# Required action:
Count the lines below that contain the word "thin". Give only the number.

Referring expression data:
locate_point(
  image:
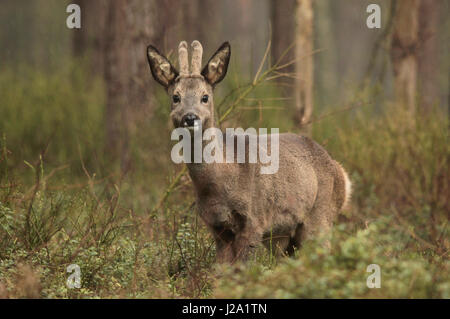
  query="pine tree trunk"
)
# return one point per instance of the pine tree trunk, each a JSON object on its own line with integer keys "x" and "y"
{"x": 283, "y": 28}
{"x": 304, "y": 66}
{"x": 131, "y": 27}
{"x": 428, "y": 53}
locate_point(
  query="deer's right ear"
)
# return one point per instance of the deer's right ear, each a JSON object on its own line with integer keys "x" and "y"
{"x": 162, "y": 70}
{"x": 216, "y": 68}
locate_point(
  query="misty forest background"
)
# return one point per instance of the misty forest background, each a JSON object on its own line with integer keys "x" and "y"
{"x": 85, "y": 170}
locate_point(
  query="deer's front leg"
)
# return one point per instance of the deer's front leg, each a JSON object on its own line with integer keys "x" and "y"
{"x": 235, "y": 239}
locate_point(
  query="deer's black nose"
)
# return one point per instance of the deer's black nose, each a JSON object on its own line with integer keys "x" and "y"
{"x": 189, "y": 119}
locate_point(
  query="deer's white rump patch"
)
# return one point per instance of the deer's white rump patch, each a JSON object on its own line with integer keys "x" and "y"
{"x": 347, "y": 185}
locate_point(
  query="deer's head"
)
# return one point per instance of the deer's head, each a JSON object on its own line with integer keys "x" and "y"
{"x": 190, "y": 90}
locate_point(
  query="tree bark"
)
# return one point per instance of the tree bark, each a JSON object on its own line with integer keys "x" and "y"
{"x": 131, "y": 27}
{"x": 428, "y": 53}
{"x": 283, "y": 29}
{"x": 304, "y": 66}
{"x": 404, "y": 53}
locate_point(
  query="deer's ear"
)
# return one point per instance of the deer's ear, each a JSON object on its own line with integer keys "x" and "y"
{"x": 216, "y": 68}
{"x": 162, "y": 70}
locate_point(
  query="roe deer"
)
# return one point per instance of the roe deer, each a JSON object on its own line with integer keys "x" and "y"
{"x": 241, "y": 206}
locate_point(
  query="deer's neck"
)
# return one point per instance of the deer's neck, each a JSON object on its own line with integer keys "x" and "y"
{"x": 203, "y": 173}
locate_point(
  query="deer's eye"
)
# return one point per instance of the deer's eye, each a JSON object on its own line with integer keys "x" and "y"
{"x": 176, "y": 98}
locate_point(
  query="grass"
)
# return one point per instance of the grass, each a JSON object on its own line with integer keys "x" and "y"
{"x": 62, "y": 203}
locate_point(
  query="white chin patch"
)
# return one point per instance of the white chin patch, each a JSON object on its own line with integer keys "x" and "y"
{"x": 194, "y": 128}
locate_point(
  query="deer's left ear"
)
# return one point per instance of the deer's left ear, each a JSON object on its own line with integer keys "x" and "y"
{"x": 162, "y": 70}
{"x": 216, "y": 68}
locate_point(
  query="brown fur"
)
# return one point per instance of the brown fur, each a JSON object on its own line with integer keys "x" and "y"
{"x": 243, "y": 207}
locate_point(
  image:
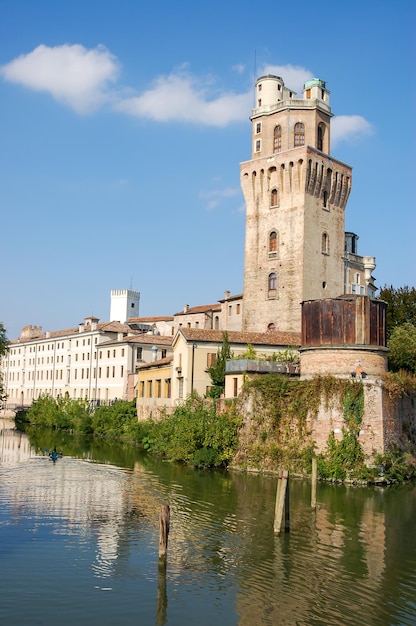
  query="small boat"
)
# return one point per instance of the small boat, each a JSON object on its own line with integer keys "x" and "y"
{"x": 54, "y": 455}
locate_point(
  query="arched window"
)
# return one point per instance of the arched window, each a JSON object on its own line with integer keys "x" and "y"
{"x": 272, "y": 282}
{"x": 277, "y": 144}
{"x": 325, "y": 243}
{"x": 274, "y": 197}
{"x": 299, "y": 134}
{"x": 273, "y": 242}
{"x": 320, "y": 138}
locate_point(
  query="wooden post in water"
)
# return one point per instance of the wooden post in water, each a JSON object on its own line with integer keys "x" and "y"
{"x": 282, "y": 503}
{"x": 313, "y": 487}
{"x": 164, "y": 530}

* * *

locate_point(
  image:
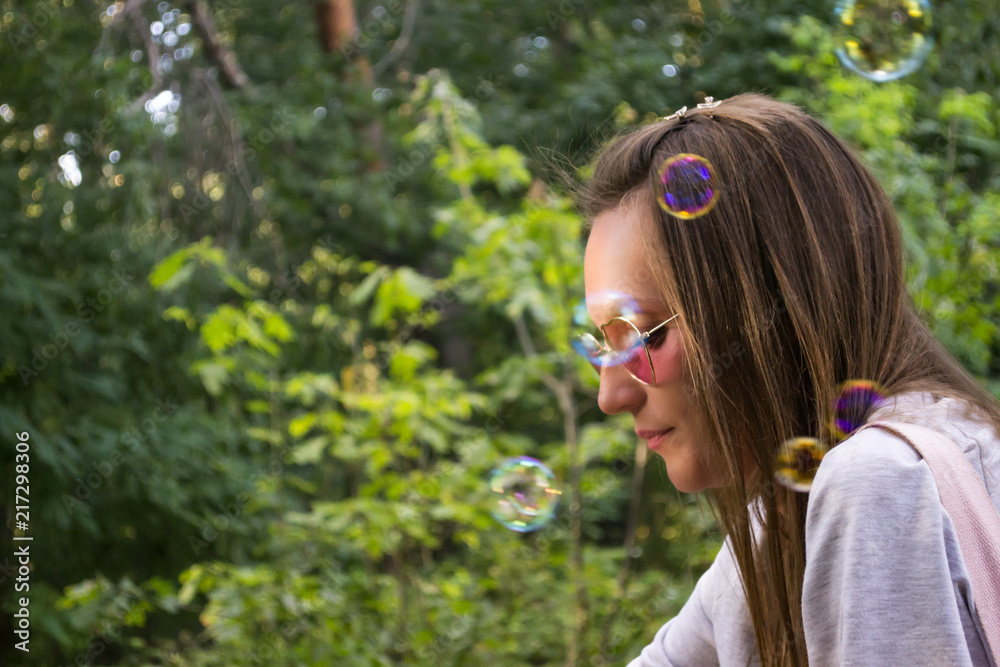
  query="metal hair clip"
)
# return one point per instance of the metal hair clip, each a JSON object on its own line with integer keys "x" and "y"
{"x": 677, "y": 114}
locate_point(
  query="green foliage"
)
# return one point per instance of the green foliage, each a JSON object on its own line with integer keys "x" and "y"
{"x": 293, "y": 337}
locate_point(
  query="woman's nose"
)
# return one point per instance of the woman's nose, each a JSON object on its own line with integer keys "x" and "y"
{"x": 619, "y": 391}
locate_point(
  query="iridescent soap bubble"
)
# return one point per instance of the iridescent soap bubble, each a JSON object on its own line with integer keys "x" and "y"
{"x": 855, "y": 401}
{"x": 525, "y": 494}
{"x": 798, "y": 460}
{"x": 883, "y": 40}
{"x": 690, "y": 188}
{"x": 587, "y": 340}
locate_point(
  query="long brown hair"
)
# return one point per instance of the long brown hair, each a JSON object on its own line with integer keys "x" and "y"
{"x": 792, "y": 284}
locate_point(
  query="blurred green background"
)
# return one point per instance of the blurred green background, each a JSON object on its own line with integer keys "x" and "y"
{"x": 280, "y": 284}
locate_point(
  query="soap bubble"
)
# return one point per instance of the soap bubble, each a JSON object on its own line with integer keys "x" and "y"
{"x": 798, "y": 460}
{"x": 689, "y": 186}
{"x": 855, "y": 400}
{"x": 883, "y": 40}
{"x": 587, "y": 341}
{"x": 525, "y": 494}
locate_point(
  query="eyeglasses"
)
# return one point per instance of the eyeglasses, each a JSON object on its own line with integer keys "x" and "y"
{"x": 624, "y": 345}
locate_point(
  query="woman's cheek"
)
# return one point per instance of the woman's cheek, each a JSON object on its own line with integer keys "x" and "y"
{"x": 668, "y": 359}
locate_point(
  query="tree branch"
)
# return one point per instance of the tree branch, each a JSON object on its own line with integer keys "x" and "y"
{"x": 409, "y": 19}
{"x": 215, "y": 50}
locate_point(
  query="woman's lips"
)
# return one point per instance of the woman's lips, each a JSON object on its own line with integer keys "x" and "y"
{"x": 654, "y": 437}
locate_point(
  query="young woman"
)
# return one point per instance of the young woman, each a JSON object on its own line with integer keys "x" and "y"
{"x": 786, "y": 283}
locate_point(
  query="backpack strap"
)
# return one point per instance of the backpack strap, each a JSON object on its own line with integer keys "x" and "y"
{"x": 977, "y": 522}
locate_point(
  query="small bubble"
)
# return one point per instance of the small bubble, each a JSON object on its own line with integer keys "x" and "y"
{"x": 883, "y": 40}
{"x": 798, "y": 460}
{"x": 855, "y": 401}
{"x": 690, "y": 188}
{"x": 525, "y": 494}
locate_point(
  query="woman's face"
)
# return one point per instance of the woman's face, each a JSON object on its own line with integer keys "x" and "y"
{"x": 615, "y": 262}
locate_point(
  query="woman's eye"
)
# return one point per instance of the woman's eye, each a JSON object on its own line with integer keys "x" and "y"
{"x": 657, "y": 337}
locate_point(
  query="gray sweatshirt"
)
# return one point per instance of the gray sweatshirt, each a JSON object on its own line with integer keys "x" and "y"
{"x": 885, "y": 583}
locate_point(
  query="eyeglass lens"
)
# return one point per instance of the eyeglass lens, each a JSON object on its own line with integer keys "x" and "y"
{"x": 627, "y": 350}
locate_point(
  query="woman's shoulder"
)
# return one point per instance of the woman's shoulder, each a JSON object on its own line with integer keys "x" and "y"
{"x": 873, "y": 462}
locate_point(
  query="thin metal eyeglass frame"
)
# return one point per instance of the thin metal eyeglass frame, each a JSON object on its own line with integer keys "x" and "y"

# Task answer:
2